WORK INSTRUCTIONS —
Repeat the whole listing exactly.

========================

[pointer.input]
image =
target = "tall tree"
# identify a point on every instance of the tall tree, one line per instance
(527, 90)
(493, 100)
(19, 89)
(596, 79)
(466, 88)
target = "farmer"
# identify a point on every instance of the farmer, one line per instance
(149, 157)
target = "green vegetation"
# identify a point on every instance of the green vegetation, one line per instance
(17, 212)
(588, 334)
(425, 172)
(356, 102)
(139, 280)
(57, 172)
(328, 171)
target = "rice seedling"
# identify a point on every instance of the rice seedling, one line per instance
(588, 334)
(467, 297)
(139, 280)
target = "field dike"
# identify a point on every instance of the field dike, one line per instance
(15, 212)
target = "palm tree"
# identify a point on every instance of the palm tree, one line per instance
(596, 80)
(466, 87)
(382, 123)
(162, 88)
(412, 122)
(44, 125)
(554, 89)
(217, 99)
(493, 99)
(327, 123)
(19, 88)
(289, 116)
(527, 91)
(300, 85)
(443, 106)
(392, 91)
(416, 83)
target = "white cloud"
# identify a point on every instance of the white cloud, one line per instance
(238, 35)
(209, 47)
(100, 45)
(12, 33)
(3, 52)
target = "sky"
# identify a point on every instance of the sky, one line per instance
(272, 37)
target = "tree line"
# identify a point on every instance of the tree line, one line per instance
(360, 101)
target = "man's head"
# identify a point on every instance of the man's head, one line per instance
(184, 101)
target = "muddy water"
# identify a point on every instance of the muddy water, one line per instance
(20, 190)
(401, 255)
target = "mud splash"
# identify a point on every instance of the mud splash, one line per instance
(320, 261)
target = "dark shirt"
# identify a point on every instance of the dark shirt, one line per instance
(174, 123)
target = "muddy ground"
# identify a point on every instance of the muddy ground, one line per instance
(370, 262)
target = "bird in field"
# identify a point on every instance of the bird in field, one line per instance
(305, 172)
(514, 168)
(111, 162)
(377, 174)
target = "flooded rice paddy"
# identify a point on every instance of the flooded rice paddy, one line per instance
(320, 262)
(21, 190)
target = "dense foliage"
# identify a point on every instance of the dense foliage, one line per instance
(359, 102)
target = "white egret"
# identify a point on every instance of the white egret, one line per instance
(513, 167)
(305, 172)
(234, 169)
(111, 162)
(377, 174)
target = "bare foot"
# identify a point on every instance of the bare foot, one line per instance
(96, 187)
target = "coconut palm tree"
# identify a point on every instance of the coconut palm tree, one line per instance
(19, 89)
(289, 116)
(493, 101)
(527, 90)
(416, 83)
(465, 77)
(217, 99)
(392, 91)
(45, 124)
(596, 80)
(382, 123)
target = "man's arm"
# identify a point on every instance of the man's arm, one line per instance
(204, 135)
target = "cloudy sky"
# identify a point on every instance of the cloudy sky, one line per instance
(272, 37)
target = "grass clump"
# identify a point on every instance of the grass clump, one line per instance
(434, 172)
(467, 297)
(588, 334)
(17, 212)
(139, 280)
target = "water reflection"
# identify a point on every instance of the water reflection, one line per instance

========================

WRITTEN SOLUTION —
[pointer.input]
image =
target = "tall tree"
# identify a point on every instance of the tall tree, one line per instance
(527, 90)
(493, 100)
(19, 89)
(596, 79)
(466, 88)
target = "farmer"
# identify a point on every instance of the farmer, one line per instance
(149, 157)
target = "green vegetation"
# identify a point on every instance of the green vegetation, one line per instance
(17, 212)
(588, 334)
(425, 172)
(356, 102)
(139, 280)
(57, 172)
(328, 171)
target = "rice seedling"
# identify a point on every instance of the rice seedling, one line per instance
(588, 334)
(467, 297)
(139, 280)
target = "field dike"
# identify a point on every instance of the field dike, one line per instance
(15, 212)
target = "palm tree"
# identify a point on every instance of the palm tree, one line per instance
(596, 80)
(466, 87)
(382, 123)
(162, 88)
(412, 122)
(44, 125)
(554, 89)
(217, 99)
(493, 99)
(327, 123)
(19, 88)
(289, 116)
(527, 91)
(300, 85)
(443, 106)
(392, 91)
(416, 83)
target = "white cloud"
# identify a point on every instance of the white cloud, one line per instance
(238, 35)
(209, 47)
(100, 45)
(12, 33)
(3, 52)
target = "sky"
# identify a point on every instance of the sky, one line per instance
(272, 37)
target = "tree line"
# identify a point on every instance of the tree line, one line per instance
(360, 101)
target = "man's head"
# identify a point on every instance of the man's head, one line per instance
(184, 101)
target = "muddy water"
# identify a point on every instance of the muddy water, one line per instance
(20, 190)
(401, 255)
target = "mud splash"
# identify a point on every instance of the mud splash, one line per instance
(320, 261)
target = "dark shirt"
# identify a point on every instance of the dark shirt, one line per instance
(174, 123)
target = "muddy ground"
# identify a point on every instance of the muddy ground, one line per instance
(370, 262)
target = "bird in field"
# identify a point on every instance of the bird in field, one line per instance
(305, 172)
(514, 168)
(111, 162)
(377, 174)
target = "flooded rice paddy"
# identify a point on every instance of the flooded rice paddy, one line per instance
(320, 262)
(21, 190)
target = "dense foliage"
# identify a point on every instance of the dense foliage, one line per instance
(359, 102)
target = "white egret"
# identify a point on every instance of the white egret, one line per instance
(513, 167)
(305, 172)
(234, 169)
(111, 162)
(377, 174)
target = "bare foot"
# identify a point on every instance of the bare foot, one line per instance
(96, 187)
target = "coconut palm tree"
# identify a point on every instance of the coconut palm tree, one line per instance
(19, 89)
(289, 116)
(493, 101)
(527, 90)
(416, 83)
(465, 77)
(217, 99)
(392, 91)
(45, 124)
(596, 80)
(382, 123)
target = "man's arm"
# identify a point on every instance of the man's arm, one line per instance
(204, 135)
target = "cloudy sky"
# identify a point on every instance of the cloudy sky, one line per instance
(272, 37)
target = "grass clump"
# identify a point on every instance of the grass clump, one line per instance
(434, 172)
(467, 297)
(588, 334)
(17, 212)
(139, 280)
target = "water reflection"
# identify a point on every instance of the water reflection, one line per instance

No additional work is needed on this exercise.